** start SUPPLIED ENTRIES **

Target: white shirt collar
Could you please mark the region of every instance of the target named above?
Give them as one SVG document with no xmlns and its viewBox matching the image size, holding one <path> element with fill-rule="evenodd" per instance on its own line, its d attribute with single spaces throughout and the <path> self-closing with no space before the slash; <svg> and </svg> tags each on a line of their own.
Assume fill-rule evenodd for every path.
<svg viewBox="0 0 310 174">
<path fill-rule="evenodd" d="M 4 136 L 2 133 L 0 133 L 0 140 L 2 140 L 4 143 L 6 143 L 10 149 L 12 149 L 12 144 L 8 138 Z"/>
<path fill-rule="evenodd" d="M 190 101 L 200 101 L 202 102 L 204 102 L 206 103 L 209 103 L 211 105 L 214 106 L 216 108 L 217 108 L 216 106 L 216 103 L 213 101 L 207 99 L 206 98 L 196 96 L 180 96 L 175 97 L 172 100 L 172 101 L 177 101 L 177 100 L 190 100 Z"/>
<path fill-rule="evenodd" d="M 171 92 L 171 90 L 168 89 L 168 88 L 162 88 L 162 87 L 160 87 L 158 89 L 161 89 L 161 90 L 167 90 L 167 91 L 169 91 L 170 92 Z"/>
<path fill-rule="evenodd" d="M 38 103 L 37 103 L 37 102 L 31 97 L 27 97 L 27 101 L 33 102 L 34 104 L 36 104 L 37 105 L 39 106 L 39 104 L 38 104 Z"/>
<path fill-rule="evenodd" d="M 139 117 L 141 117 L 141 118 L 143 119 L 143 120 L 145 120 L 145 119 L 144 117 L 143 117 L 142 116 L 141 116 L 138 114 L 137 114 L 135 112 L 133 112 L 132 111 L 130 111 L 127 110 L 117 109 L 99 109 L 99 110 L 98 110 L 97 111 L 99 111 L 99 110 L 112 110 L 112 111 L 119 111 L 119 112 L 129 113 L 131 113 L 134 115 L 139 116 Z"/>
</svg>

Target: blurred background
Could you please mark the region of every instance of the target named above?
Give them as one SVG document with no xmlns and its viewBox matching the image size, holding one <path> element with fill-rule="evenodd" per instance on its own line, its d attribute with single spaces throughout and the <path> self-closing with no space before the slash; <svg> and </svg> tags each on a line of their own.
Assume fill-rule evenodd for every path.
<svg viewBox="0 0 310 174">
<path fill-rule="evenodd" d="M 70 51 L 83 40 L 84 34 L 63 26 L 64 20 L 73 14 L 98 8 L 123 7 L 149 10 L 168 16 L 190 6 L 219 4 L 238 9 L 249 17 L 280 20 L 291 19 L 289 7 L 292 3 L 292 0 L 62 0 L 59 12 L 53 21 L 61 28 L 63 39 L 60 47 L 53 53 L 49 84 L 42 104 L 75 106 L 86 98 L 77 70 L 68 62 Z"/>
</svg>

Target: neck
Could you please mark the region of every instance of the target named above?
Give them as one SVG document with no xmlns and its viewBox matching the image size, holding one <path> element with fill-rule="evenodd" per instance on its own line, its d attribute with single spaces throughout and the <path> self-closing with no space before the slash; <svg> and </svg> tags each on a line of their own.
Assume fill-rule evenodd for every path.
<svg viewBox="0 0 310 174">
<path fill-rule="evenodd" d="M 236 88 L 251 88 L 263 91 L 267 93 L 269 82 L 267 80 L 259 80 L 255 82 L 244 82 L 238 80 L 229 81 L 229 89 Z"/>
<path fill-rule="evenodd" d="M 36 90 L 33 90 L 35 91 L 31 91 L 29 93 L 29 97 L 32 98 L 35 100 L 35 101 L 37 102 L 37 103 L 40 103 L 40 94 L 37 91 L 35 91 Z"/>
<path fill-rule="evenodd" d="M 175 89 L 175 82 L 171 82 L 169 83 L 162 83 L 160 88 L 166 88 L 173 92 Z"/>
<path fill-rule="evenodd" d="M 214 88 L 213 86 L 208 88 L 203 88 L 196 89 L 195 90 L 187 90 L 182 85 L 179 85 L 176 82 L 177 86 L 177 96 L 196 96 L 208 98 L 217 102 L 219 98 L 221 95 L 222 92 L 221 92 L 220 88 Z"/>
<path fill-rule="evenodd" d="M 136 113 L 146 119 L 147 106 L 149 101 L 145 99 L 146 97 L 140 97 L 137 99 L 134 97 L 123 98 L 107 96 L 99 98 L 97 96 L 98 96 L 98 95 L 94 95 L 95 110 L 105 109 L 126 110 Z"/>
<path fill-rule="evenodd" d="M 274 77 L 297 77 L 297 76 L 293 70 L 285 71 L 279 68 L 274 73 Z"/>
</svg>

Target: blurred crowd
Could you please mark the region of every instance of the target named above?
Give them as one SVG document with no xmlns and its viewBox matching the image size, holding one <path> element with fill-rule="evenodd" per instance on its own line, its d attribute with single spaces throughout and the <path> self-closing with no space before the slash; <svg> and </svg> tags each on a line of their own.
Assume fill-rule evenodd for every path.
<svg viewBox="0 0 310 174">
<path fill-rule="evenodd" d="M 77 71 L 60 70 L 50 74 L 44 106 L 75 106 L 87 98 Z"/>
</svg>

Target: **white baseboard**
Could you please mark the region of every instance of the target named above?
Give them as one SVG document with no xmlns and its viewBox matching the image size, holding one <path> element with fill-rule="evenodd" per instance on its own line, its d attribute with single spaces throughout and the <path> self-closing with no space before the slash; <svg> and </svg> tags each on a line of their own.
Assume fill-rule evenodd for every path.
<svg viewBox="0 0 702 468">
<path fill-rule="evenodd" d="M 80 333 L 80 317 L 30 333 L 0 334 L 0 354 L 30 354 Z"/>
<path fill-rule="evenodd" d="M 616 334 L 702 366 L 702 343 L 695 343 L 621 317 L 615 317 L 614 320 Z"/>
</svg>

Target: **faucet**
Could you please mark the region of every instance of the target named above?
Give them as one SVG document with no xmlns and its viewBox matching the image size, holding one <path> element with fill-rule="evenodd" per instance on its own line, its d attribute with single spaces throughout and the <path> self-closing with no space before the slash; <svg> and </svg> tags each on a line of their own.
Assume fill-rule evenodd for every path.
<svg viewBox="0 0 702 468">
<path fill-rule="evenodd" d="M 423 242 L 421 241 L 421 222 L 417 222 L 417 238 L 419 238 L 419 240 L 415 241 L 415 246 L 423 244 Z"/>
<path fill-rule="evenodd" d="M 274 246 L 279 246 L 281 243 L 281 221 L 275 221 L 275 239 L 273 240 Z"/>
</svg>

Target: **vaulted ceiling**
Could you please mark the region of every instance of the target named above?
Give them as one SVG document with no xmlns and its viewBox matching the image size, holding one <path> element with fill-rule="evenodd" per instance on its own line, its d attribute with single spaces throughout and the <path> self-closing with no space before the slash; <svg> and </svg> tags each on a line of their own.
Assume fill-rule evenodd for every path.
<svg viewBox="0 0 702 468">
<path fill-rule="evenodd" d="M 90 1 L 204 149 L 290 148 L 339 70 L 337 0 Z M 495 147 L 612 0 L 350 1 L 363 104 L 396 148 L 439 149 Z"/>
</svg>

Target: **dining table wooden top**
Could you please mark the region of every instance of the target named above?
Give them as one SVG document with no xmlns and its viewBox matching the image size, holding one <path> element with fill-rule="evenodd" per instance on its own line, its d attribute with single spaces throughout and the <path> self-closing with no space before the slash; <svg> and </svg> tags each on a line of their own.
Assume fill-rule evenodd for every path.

** end SUPPLIED ENTRIES **

** STATED PROBLEM **
Please give back the whole listing above, every line unchanged and in the same order.

** THE COMPLETED TASK **
Target: white shirt collar
Could you please mark the region of every instance of the target named above?
Give them as one SVG document with no xmlns and its viewBox matching the image size, holding one <path> element with fill-rule="evenodd" per instance on its own line, its d attribute with single spaces throughout and the <path> self-closing with no space before the slash; <svg> and </svg> tags each on a line of their own.
Assume fill-rule evenodd for every path.
<svg viewBox="0 0 310 174">
<path fill-rule="evenodd" d="M 4 136 L 2 133 L 0 133 L 0 140 L 2 140 L 4 143 L 6 143 L 10 149 L 12 149 L 12 144 L 8 138 Z"/>
<path fill-rule="evenodd" d="M 190 101 L 200 101 L 202 102 L 204 102 L 206 103 L 209 103 L 211 105 L 214 106 L 216 108 L 217 108 L 216 106 L 216 103 L 213 101 L 207 99 L 206 98 L 196 96 L 180 96 L 175 97 L 172 100 L 172 101 L 177 101 L 177 100 L 190 100 Z"/>
<path fill-rule="evenodd" d="M 171 92 L 171 90 L 168 89 L 168 88 L 162 88 L 162 87 L 160 87 L 158 89 L 161 89 L 161 90 L 167 90 L 167 91 L 169 91 L 170 92 Z"/>
<path fill-rule="evenodd" d="M 38 103 L 37 103 L 37 102 L 31 97 L 27 97 L 27 101 L 33 102 L 34 104 L 36 104 L 37 105 L 39 106 L 39 104 L 38 104 Z"/>
<path fill-rule="evenodd" d="M 139 117 L 141 117 L 141 118 L 143 119 L 143 120 L 145 120 L 145 119 L 144 117 L 143 117 L 142 116 L 141 116 L 138 114 L 137 114 L 135 112 L 133 112 L 132 111 L 130 111 L 127 110 L 117 109 L 99 109 L 99 110 L 98 110 L 97 111 L 99 111 L 99 110 L 112 110 L 112 111 L 119 111 L 119 112 L 129 113 L 131 113 L 134 115 L 139 116 Z"/>
</svg>

Target: blurred background
Could you please mark the region of every instance of the target named above?
Give them as one SVG document with no xmlns and its viewBox matching the image size, holding one <path> element with fill-rule="evenodd" per instance on its own line, its d attribute with single spaces throughout and the <path> self-closing with no space before the slash; <svg> and </svg> tags each on a line of their own.
Assume fill-rule evenodd for every path.
<svg viewBox="0 0 310 174">
<path fill-rule="evenodd" d="M 70 51 L 83 40 L 84 34 L 63 26 L 64 20 L 73 14 L 98 8 L 123 7 L 149 10 L 168 16 L 190 6 L 219 4 L 238 9 L 249 17 L 280 20 L 291 19 L 289 7 L 292 3 L 292 0 L 62 0 L 59 12 L 53 21 L 61 28 L 63 39 L 60 47 L 53 53 L 49 84 L 42 104 L 75 106 L 86 98 L 77 70 L 68 62 Z"/>
</svg>

Target: neck
Could you please mark the region of every instance of the target named above?
Give them as one SVG document with no xmlns and its viewBox matching the image size, holding one <path> element with fill-rule="evenodd" per instance on its own line, its d attribute with single spaces throughout and the <path> self-closing with no space before the slash; <svg> and </svg> tags each on a line of their own.
Assume fill-rule evenodd for every path.
<svg viewBox="0 0 310 174">
<path fill-rule="evenodd" d="M 236 88 L 251 88 L 263 91 L 267 93 L 269 82 L 267 80 L 259 80 L 255 82 L 244 82 L 238 80 L 229 81 L 229 89 Z"/>
<path fill-rule="evenodd" d="M 36 90 L 33 90 L 35 91 L 31 91 L 29 93 L 29 97 L 32 98 L 35 100 L 35 101 L 37 102 L 37 103 L 40 103 L 40 94 L 37 91 L 35 91 Z"/>
<path fill-rule="evenodd" d="M 175 89 L 175 82 L 171 82 L 169 83 L 162 83 L 160 88 L 166 88 L 173 92 Z"/>
<path fill-rule="evenodd" d="M 214 88 L 213 86 L 208 88 L 203 88 L 196 89 L 195 90 L 187 90 L 182 85 L 179 85 L 176 82 L 177 86 L 177 96 L 196 96 L 208 98 L 217 102 L 219 98 L 221 95 L 222 92 L 221 92 L 220 88 Z"/>
<path fill-rule="evenodd" d="M 136 113 L 146 119 L 147 106 L 149 101 L 145 99 L 146 97 L 140 97 L 137 99 L 134 97 L 123 98 L 107 96 L 99 98 L 97 96 L 98 96 L 98 95 L 94 95 L 95 110 L 105 109 L 126 110 Z"/>
<path fill-rule="evenodd" d="M 274 77 L 297 77 L 297 76 L 293 70 L 285 71 L 279 68 L 274 73 Z"/>
</svg>

Target: blurred crowd
Could you please mark the region of every instance of the target named above?
Give them as one SVG document with no xmlns and its viewBox matching the image size, holding one <path> element with fill-rule="evenodd" per instance on its own line, its d attribute with single spaces throughout and the <path> self-closing with no space before the slash; <svg> and </svg> tags each on a line of their own.
Assume fill-rule evenodd for every path.
<svg viewBox="0 0 310 174">
<path fill-rule="evenodd" d="M 77 71 L 60 70 L 50 74 L 44 106 L 75 106 L 87 98 Z"/>
</svg>

Target: **white baseboard**
Could you please mark the region of every instance of the target named above?
Give them as one SVG document with no xmlns and its viewBox matching the image size, holding one <path> element with fill-rule="evenodd" per instance on its own line, its d attribute with single spaces throughout and the <path> self-closing with no space before the slash; <svg> and </svg> tags each on a line of their own.
Assume fill-rule evenodd for every path.
<svg viewBox="0 0 702 468">
<path fill-rule="evenodd" d="M 80 333 L 80 317 L 30 333 L 0 334 L 0 354 L 30 354 Z"/>
<path fill-rule="evenodd" d="M 616 334 L 702 366 L 702 343 L 695 343 L 621 317 L 615 317 L 614 320 Z"/>
</svg>

Target: **faucet**
Could you please mark the region of every instance of the target named above?
Give them as one SVG document with no xmlns and its viewBox matching the image size, holding one <path> element with fill-rule="evenodd" per instance on its own line, its d attribute with single spaces throughout and the <path> self-closing with no space before the slash; <svg> and </svg> tags each on a line of their own.
Assume fill-rule evenodd for every path.
<svg viewBox="0 0 702 468">
<path fill-rule="evenodd" d="M 423 242 L 421 241 L 421 222 L 417 222 L 417 238 L 419 238 L 419 240 L 415 241 L 415 246 L 423 244 Z"/>
<path fill-rule="evenodd" d="M 274 246 L 279 246 L 281 243 L 281 221 L 275 221 L 275 239 L 273 240 Z"/>
</svg>

Target: **vaulted ceiling**
Could you please mark the region of every instance of the target named above?
Give them as one SVG document with no xmlns and its viewBox matching the image size, holding one <path> element with fill-rule="evenodd" per instance on its own line, its d attribute with single spaces throughout and the <path> self-closing with no space before the slash; <svg> and </svg> tags each on a line of their own.
Assume fill-rule evenodd for every path.
<svg viewBox="0 0 702 468">
<path fill-rule="evenodd" d="M 90 1 L 204 149 L 290 148 L 339 70 L 337 0 Z M 495 147 L 612 0 L 350 1 L 363 104 L 396 148 L 439 149 Z"/>
</svg>

Target: **dining table wooden top**
Could you please mark the region of every instance of the target named above?
Give them as one SVG document with no xmlns and its viewBox matching the image size, holding one <path> element with fill-rule="evenodd" per instance on its own line, its d attribute with single spaces throughout and the <path> self-closing with no space before the slash; <svg> and </svg> tags each on a line of their own.
Assume fill-rule evenodd for every path.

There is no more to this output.